WORK INSTRUCTIONS: Keeping every word the same, give again only the lines from the one with "Identify the woman in" through the end of the data, both included, and leave every picture out.
===== DATA RECORDS
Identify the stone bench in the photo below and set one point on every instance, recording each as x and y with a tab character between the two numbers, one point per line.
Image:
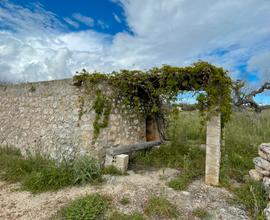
119	156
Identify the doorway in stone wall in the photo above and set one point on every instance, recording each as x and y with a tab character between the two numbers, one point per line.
152	133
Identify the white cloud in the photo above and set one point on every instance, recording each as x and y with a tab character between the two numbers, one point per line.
72	23
261	63
37	46
103	25
88	21
116	17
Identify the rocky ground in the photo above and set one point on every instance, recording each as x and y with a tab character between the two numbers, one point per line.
138	187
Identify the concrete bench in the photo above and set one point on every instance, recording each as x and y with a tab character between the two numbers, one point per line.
119	156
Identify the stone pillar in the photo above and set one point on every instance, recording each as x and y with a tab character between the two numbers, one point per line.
213	153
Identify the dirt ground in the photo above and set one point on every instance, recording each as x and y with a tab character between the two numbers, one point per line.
138	187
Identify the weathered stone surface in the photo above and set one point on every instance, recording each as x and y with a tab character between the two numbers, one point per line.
262	163
213	154
262	171
267	212
47	120
255	175
121	162
266	183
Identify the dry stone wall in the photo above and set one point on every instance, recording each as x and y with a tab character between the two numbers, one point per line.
45	117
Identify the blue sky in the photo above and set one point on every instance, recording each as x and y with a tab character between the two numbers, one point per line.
52	39
107	16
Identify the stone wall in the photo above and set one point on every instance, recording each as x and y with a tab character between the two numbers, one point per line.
44	117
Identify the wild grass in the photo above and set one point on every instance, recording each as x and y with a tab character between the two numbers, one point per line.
160	207
124	200
200	213
90	207
132	216
38	174
243	133
182	153
112	170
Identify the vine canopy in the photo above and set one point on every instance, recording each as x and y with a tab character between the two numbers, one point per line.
146	91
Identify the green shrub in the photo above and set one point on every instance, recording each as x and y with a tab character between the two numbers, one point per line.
132	216
160	207
243	133
91	207
50	177
253	196
200	213
85	170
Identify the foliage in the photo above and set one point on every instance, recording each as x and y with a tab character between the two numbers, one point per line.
132	216
102	108
111	170
86	170
38	174
243	133
91	207
253	196
160	207
125	200
200	213
145	91
185	133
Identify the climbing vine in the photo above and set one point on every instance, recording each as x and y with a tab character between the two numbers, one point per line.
102	107
147	91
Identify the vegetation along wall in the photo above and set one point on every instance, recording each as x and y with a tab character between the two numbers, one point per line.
57	118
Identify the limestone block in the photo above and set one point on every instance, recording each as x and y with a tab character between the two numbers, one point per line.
262	171
255	175
267	212
119	161
260	162
266	184
264	151
213	154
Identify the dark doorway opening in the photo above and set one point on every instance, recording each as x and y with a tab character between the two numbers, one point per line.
152	133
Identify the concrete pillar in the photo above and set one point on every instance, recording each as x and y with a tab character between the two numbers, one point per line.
213	153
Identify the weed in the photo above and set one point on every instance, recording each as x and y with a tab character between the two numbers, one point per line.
200	213
253	196
90	207
132	216
125	201
243	134
111	170
38	174
86	170
160	207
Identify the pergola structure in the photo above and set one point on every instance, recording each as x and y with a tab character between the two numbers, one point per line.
146	91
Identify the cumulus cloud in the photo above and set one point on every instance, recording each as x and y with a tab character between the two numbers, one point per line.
35	45
116	17
72	23
88	21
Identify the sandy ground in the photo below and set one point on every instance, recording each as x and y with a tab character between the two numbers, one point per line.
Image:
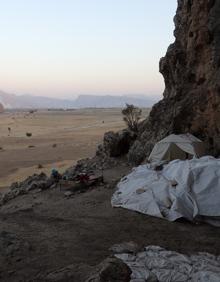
75	134
56	232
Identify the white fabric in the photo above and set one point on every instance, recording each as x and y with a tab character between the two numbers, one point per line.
189	189
158	264
175	146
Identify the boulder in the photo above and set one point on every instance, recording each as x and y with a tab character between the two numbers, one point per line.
116	144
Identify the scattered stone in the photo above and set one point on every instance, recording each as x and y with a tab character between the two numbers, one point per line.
11	244
129	247
36	182
68	194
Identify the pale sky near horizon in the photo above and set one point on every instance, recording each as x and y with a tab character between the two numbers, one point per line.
64	48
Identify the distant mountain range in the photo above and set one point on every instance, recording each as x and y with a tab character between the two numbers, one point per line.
12	101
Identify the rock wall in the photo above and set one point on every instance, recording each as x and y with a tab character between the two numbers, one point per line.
191	70
1	108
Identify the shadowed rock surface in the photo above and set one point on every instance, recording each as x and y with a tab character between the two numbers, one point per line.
191	70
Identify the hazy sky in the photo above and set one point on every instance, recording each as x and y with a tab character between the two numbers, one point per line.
64	48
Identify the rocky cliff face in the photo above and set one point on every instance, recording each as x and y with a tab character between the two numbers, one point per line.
191	70
1	108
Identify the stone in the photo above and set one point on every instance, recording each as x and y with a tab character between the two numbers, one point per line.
116	144
111	270
127	247
191	70
11	244
1	108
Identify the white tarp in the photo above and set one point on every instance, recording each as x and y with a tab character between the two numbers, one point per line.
189	189
176	147
157	264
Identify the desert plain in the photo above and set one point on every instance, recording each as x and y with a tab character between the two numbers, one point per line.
58	139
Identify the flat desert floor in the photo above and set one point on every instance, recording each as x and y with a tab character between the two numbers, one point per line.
59	139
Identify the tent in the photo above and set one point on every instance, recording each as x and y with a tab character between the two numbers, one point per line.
173	147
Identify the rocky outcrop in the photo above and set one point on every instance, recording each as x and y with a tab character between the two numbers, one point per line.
191	70
111	270
116	144
35	182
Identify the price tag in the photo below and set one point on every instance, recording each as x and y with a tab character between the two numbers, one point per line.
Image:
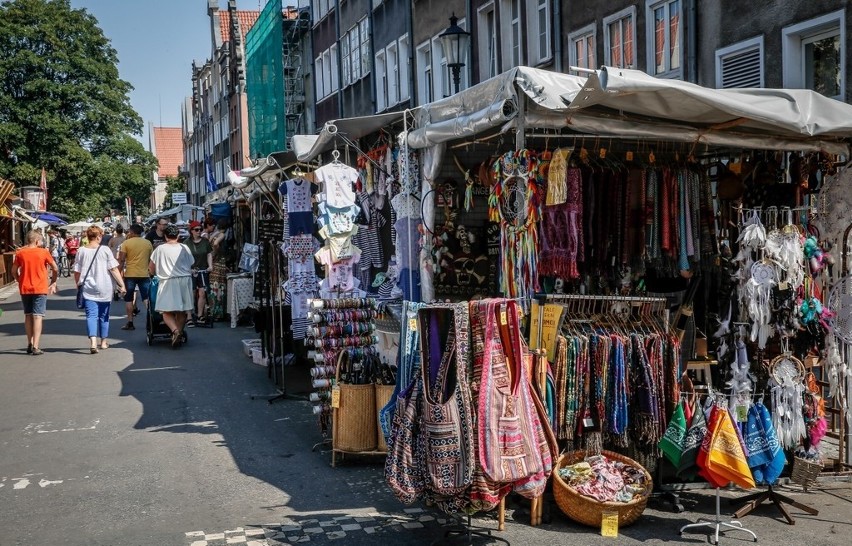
609	524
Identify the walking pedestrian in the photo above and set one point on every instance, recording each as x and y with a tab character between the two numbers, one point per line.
172	263
133	258
116	240
202	253
29	269
156	234
95	268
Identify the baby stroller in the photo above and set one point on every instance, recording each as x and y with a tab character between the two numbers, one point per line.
155	328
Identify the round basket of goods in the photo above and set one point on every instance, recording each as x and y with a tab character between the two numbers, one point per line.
586	487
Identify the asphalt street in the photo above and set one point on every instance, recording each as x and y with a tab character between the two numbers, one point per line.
150	446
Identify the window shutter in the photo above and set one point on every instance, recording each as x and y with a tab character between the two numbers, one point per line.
741	69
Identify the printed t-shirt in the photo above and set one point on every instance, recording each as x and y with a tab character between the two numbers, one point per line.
33	263
97	284
341	245
137	252
300	217
340	274
337	180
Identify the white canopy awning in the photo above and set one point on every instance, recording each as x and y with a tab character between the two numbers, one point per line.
622	103
308	147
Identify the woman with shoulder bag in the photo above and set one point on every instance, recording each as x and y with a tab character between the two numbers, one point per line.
95	268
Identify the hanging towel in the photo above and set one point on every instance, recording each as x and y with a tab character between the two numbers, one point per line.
673	440
722	457
692	444
766	458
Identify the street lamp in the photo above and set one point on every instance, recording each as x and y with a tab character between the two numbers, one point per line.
455	42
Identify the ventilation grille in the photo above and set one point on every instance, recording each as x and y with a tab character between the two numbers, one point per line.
742	69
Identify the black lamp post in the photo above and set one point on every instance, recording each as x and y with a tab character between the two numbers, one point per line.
455	42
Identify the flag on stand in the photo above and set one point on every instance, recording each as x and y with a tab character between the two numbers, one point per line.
210	179
43	186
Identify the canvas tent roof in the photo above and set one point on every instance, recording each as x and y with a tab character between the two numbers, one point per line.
622	103
308	147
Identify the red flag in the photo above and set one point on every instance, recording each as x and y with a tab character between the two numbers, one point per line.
43	186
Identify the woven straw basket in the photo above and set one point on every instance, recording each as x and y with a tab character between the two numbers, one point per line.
355	422
383	395
589	511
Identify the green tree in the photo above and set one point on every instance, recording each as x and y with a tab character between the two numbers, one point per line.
64	107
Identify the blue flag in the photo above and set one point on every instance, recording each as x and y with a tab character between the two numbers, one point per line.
210	179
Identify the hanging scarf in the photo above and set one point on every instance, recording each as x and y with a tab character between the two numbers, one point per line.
484	493
722	457
765	456
447	429
688	466
509	449
672	444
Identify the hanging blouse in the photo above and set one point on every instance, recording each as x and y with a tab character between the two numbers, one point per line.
338	181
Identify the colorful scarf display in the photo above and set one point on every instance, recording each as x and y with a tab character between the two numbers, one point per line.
765	456
722	457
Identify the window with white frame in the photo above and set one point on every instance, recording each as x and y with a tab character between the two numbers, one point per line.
392	56
814	53
318	72
345	60
539	25
620	38
381	81
512	32
404	68
487	41
321	8
392	73
582	45
425	77
665	38
364	31
740	65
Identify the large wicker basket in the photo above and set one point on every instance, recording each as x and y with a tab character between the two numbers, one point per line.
383	396
354	423
589	511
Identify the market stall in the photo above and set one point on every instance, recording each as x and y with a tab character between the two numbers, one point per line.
639	262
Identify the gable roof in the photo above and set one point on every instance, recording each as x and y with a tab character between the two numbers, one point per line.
246	19
168	149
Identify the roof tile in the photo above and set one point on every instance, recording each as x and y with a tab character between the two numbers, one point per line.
168	147
245	17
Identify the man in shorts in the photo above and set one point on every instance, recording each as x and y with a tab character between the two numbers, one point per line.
30	271
133	260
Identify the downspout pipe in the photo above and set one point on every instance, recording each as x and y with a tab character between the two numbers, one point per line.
557	35
692	42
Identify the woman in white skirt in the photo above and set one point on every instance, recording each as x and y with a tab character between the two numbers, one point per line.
172	263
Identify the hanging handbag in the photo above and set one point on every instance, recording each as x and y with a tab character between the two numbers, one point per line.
81	300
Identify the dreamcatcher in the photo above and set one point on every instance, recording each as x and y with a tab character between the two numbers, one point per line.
515	203
837	346
787	374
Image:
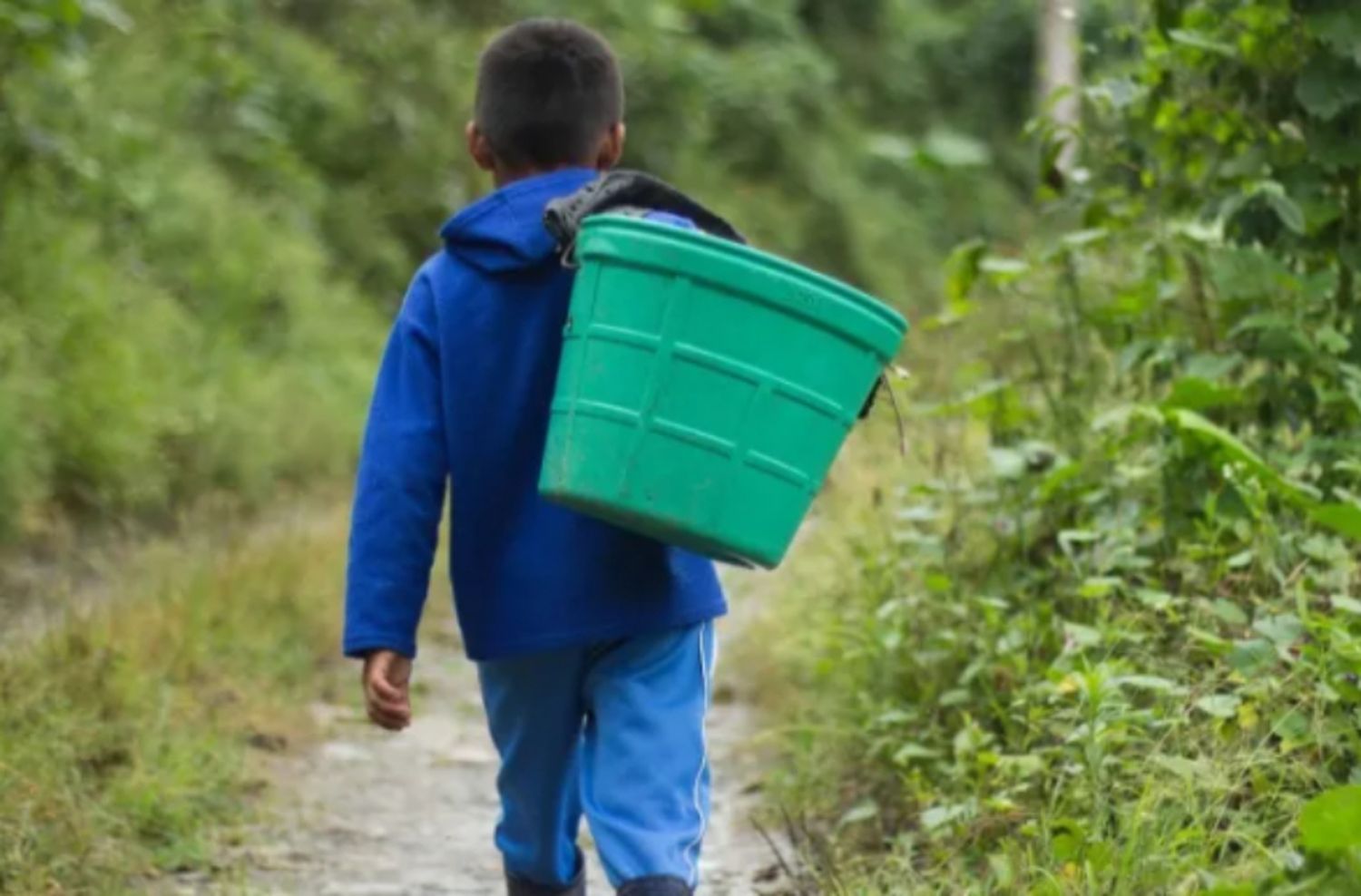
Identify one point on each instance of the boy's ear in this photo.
==========
RESULT OF THE EXERCISE:
Identify the woman in white skirt in the photo above and set one point on every instance, recording each as x and y with a tab character between the two numbers, one point per line.
172	263
Identify the hanging handbag in the photo above and set one point on every instance, recording each as x and y with a tab character between the two numbers, one point per line.
81	300
Identify the dreamcatcher in the photo above and set one point on every instance, recording each as x and y with a tab character between the two numbers, one point per line.
515	203
837	346
787	374
Image:
Identify one point on each instance of the boy's ear in this photo.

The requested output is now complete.